**** MATERIAL SUPPLIED

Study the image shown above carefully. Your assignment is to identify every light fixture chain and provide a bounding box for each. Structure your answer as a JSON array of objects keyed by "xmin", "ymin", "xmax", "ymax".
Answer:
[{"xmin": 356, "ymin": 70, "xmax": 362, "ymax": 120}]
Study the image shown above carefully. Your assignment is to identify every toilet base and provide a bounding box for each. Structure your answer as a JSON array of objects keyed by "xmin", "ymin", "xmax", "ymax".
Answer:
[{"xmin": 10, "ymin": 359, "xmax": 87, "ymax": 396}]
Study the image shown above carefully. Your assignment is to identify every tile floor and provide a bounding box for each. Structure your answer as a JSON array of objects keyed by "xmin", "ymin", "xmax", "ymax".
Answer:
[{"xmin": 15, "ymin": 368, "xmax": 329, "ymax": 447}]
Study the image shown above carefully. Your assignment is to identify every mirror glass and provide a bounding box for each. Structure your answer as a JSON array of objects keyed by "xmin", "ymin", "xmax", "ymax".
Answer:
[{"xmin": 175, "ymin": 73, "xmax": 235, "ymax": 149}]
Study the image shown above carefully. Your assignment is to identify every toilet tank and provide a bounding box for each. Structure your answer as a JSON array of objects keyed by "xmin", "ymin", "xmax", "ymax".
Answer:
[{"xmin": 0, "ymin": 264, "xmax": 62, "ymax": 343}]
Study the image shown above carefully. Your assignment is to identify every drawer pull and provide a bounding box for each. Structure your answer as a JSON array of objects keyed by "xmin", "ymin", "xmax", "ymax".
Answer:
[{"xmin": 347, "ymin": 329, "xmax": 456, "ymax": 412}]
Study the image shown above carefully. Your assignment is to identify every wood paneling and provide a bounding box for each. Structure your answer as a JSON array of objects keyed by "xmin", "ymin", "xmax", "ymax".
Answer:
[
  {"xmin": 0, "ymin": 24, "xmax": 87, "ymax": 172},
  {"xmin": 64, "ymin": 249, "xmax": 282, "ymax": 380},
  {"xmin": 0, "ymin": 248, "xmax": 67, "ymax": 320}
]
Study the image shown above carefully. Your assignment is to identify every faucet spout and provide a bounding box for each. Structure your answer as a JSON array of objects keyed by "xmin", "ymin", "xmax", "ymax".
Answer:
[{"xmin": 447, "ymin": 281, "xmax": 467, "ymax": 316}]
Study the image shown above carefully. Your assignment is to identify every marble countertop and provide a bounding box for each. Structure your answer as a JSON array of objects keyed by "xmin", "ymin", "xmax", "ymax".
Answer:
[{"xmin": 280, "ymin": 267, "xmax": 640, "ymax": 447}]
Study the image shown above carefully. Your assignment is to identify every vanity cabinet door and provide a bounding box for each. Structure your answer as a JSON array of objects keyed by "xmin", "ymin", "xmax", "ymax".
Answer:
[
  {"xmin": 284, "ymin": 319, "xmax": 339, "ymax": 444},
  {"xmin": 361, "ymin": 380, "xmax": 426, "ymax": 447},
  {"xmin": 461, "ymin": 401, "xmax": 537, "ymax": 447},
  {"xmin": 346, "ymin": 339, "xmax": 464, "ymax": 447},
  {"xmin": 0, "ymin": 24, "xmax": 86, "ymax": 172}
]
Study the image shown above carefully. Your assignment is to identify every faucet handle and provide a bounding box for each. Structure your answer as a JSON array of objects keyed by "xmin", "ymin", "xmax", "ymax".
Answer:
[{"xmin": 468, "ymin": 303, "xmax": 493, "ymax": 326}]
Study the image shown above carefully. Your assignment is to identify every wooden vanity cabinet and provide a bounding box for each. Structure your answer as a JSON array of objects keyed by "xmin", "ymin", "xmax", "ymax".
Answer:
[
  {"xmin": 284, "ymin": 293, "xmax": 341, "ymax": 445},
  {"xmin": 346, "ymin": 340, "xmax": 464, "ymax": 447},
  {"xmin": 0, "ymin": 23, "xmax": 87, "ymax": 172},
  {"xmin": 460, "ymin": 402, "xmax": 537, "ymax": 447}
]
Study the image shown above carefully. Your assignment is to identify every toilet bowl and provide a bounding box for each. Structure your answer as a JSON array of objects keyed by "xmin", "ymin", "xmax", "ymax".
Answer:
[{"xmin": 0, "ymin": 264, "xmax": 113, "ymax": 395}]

********

### REQUIREMENTS
Count the lines in the records that contain the string "vanity", and reply with that number alone.

### EXERCISE OUTPUT
2